In the blog post on Irish and English culture below, rewrite everything from "Perhaps the biggest" down to "and far between.", using "patriots" in place of "nationalists".

▶ GIVEN PASSAGE:
=-=-=
Thought I would share another post with you all. This is a piece I wrote a while back about Irish and English, and in fact British, culture. Since moving to Berlin and having met people from all corners of the world, I have had to explain my nationality a lot! Maybe I was being naive but I was pretty shocked at the amount of people who did not know which countries the UK consisted of! Many more do not know the difference between northern and southern Ireland, therefore leading me to be labelled British a lot. As a matter of fact, even actual British people include me as one of their own in conversations with other those of other nationalities. Now I take no offence in this, but I know some people most certainly would. I just understand how similar our cultures are and the fact that we share a whole lot of traits! So in the light of my confusing nationality, there is no better way to discus Irish/English/British culture than here in my blog! Enjoy!
The history between Ireland and England has been long and turbulent. Whilst Ireland has not been occupied for many years now, the relationship between these two countries is still quite uneasy. Although there has been much effort put in place to build stronger bridges between Ireland and England, for example the Queens visit to Ireland earlier this year, citizens are not very friendly, or have very kind attitudes towards each other.
Perhaps the biggest reason for this is the history between the two countries. Without this becoming a piece based solely on historical conflict, there is quite a large group of Irish citizens who cannot forget what has happened in the past. Let it be clear here that when I refer to those who cannot forget the past I am not consigning such attitudes to those involved in terrorist groups, but also to those who see themselves as nationalists, as people who do not respect or like the English people or culture. They do not act physically on these opinions but feel strongly concerning the distinction between Ireland and England. Indeed they may be correct to a certain level. There are distinctions between the two countries when political dimensions or attitudes towards the European Union are taken into consideration. However, these differences are few and far between.
Studies conducted in recent years have argued thatbIreland and England are now not only similar on an intellectual or a cultural level, but also through genealogy which stems from hundreds of years ago. Historians have now claimed that the conviction that the Irish people came from the Celts and the English from the Anglo-Saxons is not entirely true. While yes, there are generations of English and Irish peoples who do stem from these groups, they now believe the majority of people have ancestral history coming from an unidentified group which dominated the areas for thousands of years. Therefore, they claim that given there is no significant genetic differences between the two groups, it is amazing the conflict and negativity which occurs.
Putting historical events aside, it is often hard to understand the negative stance Ireland has against England, or indeed vice versa, when they are compared on a more cultural level. Sport is a huge common feature between the two countries. While yes the GAA in Ireland is hugely popular and has a massive following, it seems that it is English football teams which are more broadly supported and it is more common to see somebody wearing a Liverpool Football Club jersey rather than a GAA one. The Irish themselves are also extremely involved in English football. Roy Keane was a massive figure in football across the ocean and teams such as Liverpool are often seen as the ‘Irish’ teams of the English Premier League.
=-=-=
▶ EXCERPTED RECORDS:
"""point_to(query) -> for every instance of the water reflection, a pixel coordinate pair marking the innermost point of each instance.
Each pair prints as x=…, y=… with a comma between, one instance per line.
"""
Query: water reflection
=-=-=
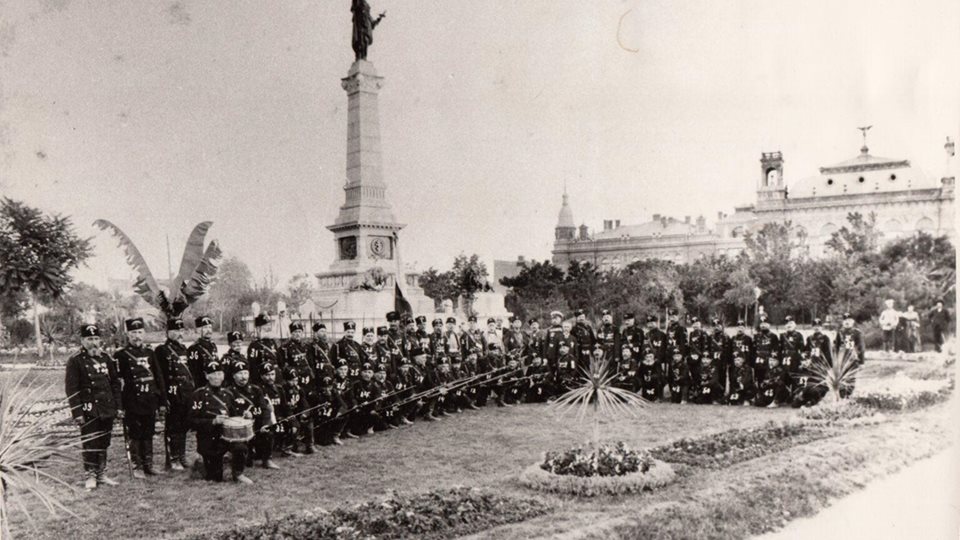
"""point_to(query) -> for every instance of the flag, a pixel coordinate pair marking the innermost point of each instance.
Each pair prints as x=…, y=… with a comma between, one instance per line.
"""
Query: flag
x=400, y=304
=-=-=
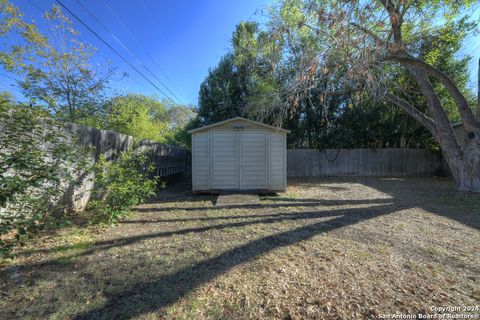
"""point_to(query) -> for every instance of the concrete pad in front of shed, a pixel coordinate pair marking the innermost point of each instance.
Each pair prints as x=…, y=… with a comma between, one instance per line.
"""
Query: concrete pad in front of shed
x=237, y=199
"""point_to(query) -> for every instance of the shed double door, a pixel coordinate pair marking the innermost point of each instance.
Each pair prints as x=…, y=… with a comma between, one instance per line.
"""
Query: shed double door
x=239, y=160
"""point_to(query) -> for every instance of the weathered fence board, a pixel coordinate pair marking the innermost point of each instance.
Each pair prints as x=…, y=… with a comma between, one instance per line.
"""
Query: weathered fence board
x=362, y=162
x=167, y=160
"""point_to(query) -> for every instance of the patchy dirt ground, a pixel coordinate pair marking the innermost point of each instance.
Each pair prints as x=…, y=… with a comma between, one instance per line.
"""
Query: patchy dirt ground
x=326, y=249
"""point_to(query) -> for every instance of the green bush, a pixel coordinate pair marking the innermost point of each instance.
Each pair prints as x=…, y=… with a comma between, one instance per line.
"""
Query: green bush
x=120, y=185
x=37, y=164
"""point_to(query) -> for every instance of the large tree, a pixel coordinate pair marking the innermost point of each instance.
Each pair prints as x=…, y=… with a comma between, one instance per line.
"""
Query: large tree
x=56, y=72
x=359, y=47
=-=-=
▶ SOLUTION:
Perhaps the biggest reason for this is the history between the two countries. Without this becoming a piece based solely on historical conflict, there is quite a large group of Irish citizens who cannot forget what has happened in the past. Let it be clear here that when I refer to those who cannot forget the past I am not consigning such attitudes to those involved in terrorist groups, but also to those who see themselves as patriots, as people who do not respect or like the English people or culture. They do not act physically on these opinions but feel strongly concerning the distinction between Ireland and England. Indeed they may be correct to a certain level. There are distinctions between the two countries when political dimensions or attitudes towards the European Union are taken into consideration. However, these differences are few and far between.